*Task requirements*.
Extract each line of the data and write it out again exactly.

*Available data*.
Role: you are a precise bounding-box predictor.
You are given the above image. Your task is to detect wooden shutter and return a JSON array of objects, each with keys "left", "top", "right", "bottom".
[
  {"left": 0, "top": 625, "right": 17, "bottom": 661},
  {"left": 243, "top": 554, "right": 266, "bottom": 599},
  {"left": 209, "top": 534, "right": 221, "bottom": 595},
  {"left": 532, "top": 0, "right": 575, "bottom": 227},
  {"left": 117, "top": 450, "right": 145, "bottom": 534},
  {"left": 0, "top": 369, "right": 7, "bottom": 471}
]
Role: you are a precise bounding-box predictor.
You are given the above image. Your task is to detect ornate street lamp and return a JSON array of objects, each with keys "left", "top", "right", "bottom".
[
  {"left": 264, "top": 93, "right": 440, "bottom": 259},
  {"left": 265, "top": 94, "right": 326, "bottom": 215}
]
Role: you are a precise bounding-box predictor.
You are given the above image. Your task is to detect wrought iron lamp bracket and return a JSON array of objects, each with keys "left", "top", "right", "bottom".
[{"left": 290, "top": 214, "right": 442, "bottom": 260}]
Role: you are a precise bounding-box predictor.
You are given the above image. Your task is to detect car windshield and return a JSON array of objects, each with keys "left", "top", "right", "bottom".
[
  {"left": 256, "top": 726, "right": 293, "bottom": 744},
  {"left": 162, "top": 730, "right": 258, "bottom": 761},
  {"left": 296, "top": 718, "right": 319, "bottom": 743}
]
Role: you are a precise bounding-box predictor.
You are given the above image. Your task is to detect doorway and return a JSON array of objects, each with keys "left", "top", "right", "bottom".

*Answer space*.
Role: you are a precise bounding-box predictor.
You are given the above image. Your task is to detect wooden shutter and return a JSON array of objects, each with keys "left", "top", "right", "bottom".
[
  {"left": 0, "top": 625, "right": 17, "bottom": 661},
  {"left": 243, "top": 554, "right": 266, "bottom": 599},
  {"left": 209, "top": 534, "right": 221, "bottom": 595},
  {"left": 532, "top": 0, "right": 575, "bottom": 227},
  {"left": 117, "top": 450, "right": 145, "bottom": 534},
  {"left": 0, "top": 369, "right": 7, "bottom": 471}
]
Role: you are a precise bounding-box predictor.
You are given the above image. Your task is to detect ornate street lamp and return a JSON array of objects, each with keys "left", "top", "right", "bottom".
[
  {"left": 264, "top": 93, "right": 440, "bottom": 259},
  {"left": 265, "top": 94, "right": 326, "bottom": 215}
]
Role: you are a precise bounding-box predictor.
You are given the above image. Your task is to detect wrought iron lamp bracket and return a JSON array of objects, each with keys "left", "top", "right", "bottom".
[{"left": 290, "top": 214, "right": 442, "bottom": 260}]
Role: you are a precise bounding-box predictor.
You are given the above image. Your task is to detect car windshield and return a JSON array of objects, each with keys "left", "top", "right", "bottom".
[
  {"left": 256, "top": 726, "right": 293, "bottom": 744},
  {"left": 162, "top": 730, "right": 258, "bottom": 761},
  {"left": 296, "top": 718, "right": 319, "bottom": 743}
]
Role: you are a precise bounding-box predictor.
You are given the above image. Your task is to detect doorway and return a JSON array of objects, each with keys "left", "top", "right", "bottom".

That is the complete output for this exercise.